> **Challenge**:
Which lines in the records contain the word "hair"? Pull out each of those lines and copy it in full.

§

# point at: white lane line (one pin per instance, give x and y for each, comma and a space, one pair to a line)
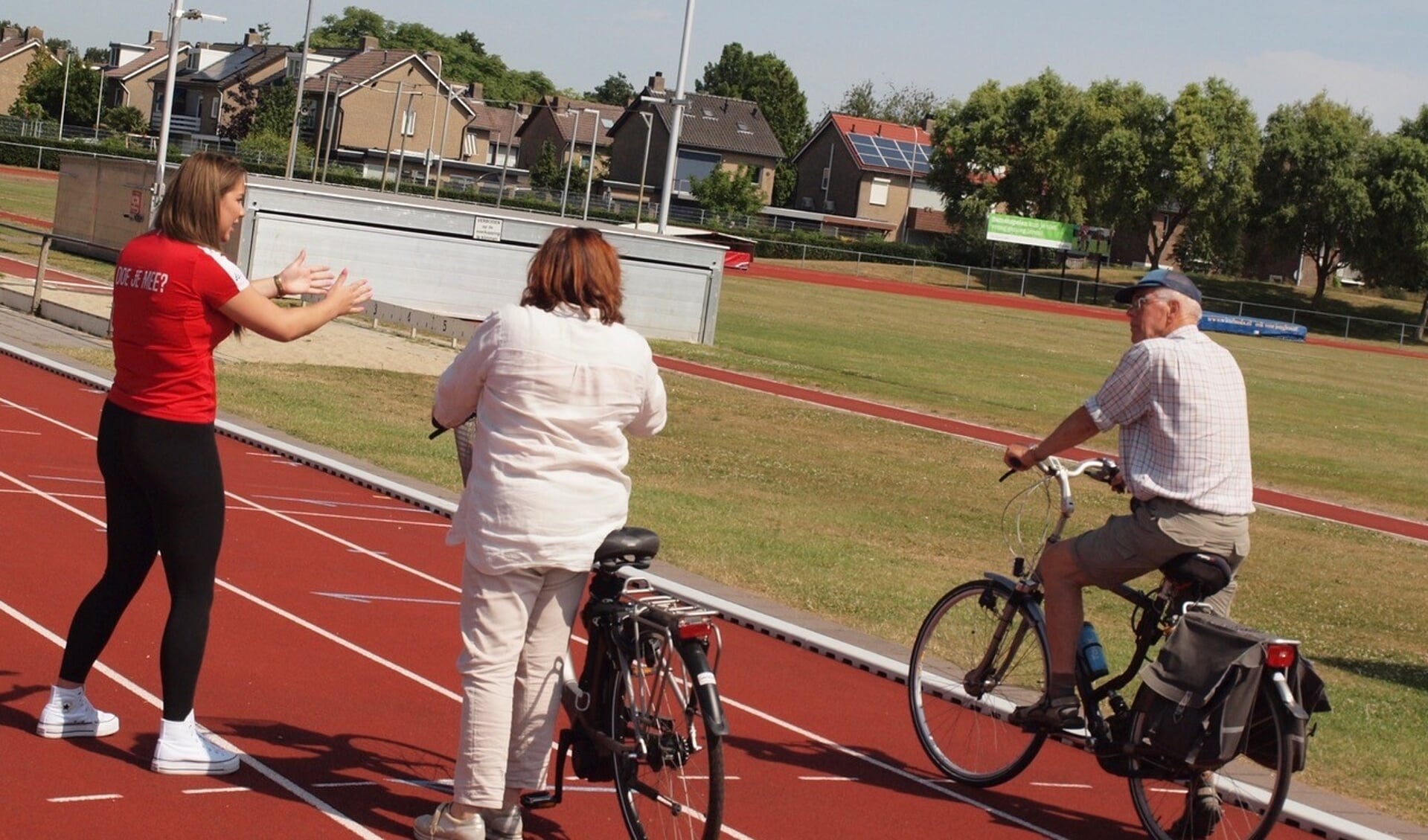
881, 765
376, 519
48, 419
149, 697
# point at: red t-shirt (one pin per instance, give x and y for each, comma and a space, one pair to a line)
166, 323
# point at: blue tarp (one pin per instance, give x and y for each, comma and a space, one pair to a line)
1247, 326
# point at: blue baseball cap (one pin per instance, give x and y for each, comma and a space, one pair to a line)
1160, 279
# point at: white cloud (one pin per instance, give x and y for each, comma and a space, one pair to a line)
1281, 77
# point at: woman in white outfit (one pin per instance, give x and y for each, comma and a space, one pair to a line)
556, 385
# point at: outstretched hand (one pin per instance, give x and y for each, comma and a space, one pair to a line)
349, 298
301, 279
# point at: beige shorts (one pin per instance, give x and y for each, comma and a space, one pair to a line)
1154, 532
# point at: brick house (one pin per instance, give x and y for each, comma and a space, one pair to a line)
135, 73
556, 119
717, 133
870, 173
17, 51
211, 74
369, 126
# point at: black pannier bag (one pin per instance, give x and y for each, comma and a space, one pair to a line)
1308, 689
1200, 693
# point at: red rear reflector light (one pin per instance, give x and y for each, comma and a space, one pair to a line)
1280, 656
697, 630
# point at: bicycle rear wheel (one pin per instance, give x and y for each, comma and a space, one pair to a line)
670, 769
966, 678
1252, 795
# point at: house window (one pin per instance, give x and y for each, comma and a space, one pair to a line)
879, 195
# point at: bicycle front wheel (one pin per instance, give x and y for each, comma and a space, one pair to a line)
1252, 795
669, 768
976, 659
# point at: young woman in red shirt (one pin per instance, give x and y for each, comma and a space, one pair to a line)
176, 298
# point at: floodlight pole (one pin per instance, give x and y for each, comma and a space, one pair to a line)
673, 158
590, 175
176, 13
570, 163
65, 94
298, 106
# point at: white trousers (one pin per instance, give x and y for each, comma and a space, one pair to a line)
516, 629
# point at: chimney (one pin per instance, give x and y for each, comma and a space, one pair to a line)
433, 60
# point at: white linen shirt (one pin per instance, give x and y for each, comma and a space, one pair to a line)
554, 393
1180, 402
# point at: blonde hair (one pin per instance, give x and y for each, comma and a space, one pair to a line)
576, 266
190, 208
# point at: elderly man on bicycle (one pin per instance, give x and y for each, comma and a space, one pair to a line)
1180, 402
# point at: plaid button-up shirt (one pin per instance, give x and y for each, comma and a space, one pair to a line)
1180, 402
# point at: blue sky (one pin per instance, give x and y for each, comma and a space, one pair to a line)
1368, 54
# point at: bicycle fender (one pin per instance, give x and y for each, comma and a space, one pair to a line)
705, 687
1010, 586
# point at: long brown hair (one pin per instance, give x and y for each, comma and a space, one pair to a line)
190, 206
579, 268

§

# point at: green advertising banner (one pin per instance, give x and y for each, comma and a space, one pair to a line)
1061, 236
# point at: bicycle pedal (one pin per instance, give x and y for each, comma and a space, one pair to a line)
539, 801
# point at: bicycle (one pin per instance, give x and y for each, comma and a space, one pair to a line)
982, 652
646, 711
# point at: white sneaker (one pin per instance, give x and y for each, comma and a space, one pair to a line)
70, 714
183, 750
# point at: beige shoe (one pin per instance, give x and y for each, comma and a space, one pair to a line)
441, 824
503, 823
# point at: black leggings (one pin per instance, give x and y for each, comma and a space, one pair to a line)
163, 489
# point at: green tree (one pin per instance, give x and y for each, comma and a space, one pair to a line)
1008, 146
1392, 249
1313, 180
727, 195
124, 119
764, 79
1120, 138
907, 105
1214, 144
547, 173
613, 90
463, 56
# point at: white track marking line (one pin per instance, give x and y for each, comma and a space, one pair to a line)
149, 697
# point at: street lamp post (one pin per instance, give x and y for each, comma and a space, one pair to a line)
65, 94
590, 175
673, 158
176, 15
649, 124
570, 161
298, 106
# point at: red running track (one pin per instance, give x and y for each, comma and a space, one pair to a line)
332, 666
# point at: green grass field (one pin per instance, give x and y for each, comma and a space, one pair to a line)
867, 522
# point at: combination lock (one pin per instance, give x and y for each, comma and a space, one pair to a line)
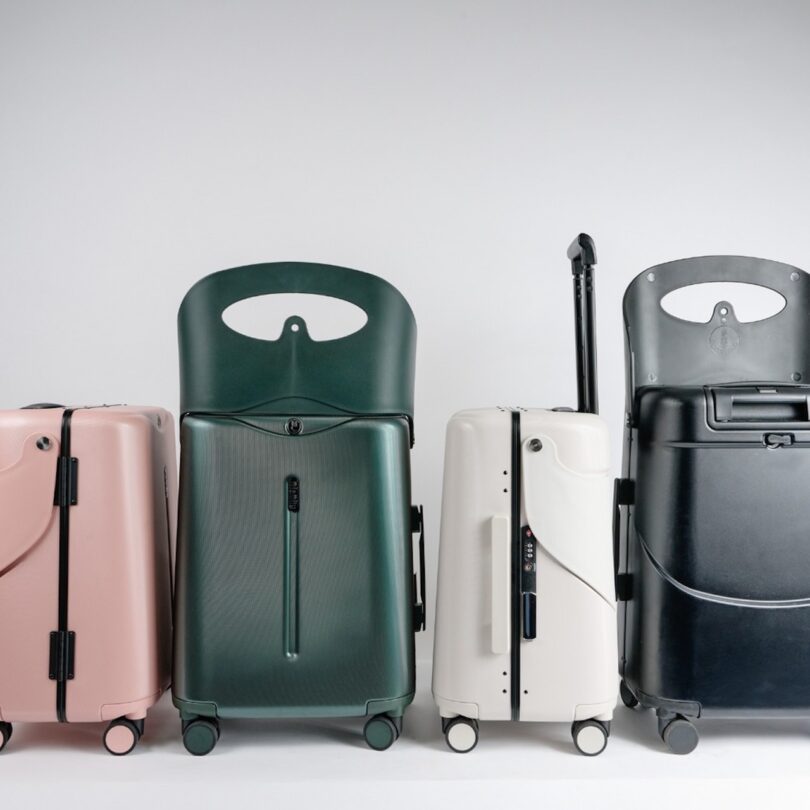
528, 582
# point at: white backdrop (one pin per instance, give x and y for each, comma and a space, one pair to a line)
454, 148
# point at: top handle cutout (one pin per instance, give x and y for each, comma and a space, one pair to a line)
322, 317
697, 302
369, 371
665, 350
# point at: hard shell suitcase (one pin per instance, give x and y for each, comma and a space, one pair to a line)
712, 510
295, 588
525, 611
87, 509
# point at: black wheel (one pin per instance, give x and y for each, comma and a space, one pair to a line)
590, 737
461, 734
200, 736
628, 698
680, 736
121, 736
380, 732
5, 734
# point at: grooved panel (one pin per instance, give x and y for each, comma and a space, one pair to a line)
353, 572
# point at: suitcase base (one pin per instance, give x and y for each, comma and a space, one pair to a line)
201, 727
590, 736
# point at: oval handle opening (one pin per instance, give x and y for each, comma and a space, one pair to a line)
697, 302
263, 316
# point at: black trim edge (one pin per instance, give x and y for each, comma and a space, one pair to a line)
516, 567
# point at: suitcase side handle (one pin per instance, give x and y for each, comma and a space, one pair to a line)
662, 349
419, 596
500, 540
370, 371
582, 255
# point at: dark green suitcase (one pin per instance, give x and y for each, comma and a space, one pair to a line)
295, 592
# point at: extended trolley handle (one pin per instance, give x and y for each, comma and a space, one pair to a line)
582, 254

§

> **Output below**:
# point at: blonde hair (one pin per instance, give x and y for each, comma and a space, one pair to a line)
# point at: long brown hair (one pin per instance, give x and y for each, comma and a space, one pair to a line)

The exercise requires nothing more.